[Referring expression data]
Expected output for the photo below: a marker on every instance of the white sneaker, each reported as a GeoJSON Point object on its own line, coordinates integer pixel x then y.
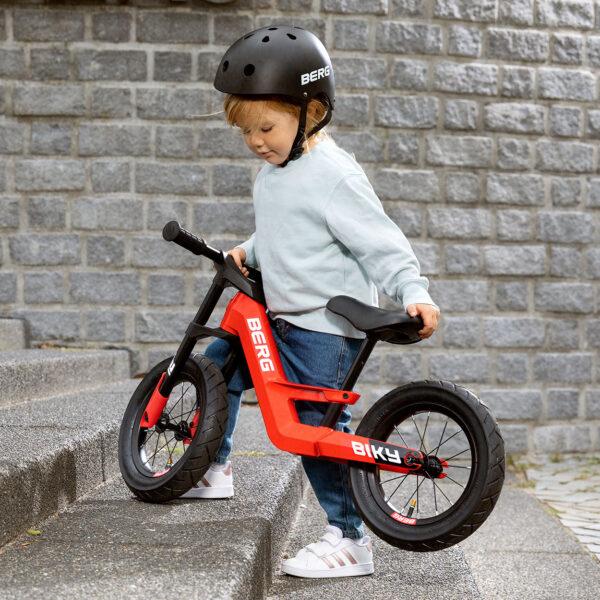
{"type": "Point", "coordinates": [332, 556]}
{"type": "Point", "coordinates": [216, 483]}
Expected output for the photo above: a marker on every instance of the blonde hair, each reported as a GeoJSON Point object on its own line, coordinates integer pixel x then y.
{"type": "Point", "coordinates": [249, 109]}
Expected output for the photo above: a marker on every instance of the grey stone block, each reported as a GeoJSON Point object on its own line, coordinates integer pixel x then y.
{"type": "Point", "coordinates": [105, 288]}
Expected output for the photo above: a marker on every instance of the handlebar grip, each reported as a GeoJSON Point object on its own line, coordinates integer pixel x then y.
{"type": "Point", "coordinates": [172, 232]}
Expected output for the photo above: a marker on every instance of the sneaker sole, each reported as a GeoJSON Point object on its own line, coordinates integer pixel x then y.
{"type": "Point", "coordinates": [347, 571]}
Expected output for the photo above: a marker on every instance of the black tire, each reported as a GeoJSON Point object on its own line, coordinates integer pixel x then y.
{"type": "Point", "coordinates": [210, 408]}
{"type": "Point", "coordinates": [484, 478]}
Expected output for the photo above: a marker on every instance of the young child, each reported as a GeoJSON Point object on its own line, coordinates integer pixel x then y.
{"type": "Point", "coordinates": [320, 232]}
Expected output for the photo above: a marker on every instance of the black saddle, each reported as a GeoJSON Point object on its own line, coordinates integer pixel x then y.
{"type": "Point", "coordinates": [394, 326]}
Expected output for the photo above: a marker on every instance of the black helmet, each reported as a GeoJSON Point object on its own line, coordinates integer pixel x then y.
{"type": "Point", "coordinates": [280, 60]}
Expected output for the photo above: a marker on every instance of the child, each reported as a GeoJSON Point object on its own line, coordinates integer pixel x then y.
{"type": "Point", "coordinates": [320, 232]}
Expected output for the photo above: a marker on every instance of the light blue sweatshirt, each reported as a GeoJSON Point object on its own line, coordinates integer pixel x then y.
{"type": "Point", "coordinates": [321, 231]}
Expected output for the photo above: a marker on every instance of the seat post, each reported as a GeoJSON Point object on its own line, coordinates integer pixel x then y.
{"type": "Point", "coordinates": [335, 410]}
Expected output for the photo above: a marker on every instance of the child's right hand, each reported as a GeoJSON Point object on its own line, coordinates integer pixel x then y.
{"type": "Point", "coordinates": [239, 256]}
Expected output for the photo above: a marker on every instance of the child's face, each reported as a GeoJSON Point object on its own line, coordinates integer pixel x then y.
{"type": "Point", "coordinates": [272, 136]}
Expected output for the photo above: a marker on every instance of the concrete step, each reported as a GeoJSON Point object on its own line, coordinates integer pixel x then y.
{"type": "Point", "coordinates": [35, 374]}
{"type": "Point", "coordinates": [110, 545]}
{"type": "Point", "coordinates": [14, 334]}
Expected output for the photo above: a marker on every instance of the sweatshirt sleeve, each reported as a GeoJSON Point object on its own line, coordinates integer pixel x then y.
{"type": "Point", "coordinates": [355, 216]}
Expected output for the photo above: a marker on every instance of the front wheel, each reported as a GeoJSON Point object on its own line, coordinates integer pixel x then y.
{"type": "Point", "coordinates": [465, 473]}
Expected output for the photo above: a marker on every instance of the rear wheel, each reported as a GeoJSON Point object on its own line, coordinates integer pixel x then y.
{"type": "Point", "coordinates": [461, 483]}
{"type": "Point", "coordinates": [161, 463]}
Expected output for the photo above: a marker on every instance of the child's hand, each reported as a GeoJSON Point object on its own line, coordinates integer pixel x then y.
{"type": "Point", "coordinates": [239, 256]}
{"type": "Point", "coordinates": [430, 315]}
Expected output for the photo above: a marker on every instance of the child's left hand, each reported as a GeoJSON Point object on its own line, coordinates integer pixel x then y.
{"type": "Point", "coordinates": [430, 315]}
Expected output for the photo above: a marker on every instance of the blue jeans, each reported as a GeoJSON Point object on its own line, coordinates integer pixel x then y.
{"type": "Point", "coordinates": [312, 358]}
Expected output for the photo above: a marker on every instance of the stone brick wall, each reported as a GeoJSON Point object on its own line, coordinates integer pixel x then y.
{"type": "Point", "coordinates": [476, 120]}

= ACTION ITEM =
Exact copies of the line with "of the blue" and of every later line in the entries make up the whole answer.

= ANSWER BOX =
Expected output for the photo above: a marker on every instance of the blue jeans, each reported as a GeoJSON Point object on its own line, coordinates integer pixel x then y.
{"type": "Point", "coordinates": [312, 358]}
Expected output for the photo above: a marker on every instance of the stone brick wall, each reported as a GeoJSON Point object on its own line, coordinates integer pixel x then y.
{"type": "Point", "coordinates": [476, 120]}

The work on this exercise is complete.